### EXERCISE GOAL
Starting at the line that contains "Every instance of the wooden" and ending at the last line of the entries below, give those lines as a JSON list of strings, one string per line, with blank lines left out.

### DATA IN THIS EXERCISE
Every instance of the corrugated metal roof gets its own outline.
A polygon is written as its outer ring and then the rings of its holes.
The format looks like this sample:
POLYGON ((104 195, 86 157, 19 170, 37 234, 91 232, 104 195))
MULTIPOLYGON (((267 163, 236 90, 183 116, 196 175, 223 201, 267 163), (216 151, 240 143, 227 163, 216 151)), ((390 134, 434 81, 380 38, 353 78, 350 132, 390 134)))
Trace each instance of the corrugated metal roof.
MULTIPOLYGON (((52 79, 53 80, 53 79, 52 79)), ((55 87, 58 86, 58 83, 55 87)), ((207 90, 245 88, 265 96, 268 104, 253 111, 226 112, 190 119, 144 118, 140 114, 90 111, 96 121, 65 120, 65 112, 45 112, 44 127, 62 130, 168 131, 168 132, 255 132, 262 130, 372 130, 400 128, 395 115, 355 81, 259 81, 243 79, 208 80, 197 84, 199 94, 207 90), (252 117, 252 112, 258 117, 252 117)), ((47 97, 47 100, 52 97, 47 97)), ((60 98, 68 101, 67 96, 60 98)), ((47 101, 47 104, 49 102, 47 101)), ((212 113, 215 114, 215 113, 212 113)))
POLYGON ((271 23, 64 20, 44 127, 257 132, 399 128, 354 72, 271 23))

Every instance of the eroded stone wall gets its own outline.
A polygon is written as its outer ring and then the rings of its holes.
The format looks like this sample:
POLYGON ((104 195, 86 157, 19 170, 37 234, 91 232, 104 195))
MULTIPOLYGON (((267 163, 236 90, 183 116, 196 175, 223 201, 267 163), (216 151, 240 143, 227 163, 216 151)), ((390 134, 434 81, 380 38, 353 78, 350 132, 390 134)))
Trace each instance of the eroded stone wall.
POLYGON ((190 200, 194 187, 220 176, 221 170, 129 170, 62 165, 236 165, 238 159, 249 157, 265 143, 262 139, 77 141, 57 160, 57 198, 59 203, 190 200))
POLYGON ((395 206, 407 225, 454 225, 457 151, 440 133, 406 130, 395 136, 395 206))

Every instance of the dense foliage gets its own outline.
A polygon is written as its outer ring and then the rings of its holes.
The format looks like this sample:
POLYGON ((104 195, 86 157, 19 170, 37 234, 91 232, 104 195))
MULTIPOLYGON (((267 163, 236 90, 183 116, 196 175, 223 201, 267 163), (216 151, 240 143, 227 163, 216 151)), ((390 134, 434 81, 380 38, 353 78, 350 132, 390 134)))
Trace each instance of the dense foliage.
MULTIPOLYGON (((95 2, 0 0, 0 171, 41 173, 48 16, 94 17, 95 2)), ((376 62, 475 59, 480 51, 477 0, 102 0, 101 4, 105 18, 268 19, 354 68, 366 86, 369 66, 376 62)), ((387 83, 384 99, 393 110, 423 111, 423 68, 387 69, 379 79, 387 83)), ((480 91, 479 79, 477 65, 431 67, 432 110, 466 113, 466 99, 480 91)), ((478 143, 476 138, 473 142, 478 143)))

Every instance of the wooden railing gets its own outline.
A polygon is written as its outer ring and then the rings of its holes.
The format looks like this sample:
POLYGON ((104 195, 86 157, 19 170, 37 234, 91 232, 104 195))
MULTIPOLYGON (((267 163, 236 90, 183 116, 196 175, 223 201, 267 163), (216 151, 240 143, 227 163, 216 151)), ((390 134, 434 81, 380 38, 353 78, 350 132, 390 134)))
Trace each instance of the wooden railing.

### RESULT OF THIS EXERCISE
[
  "Every instance of the wooden railing gets its own outline.",
  "A polygon is written as its outer ring and then the rings of its holes.",
  "The format looks like this sample:",
  "POLYGON ((104 195, 86 157, 19 170, 37 234, 91 232, 104 195))",
  "MULTIPOLYGON (((267 163, 236 90, 183 116, 196 175, 223 201, 267 163), (216 151, 240 143, 227 163, 216 151)), ((390 134, 434 81, 380 38, 353 78, 350 132, 390 134)))",
  "Trace each instance of the wooden railing."
]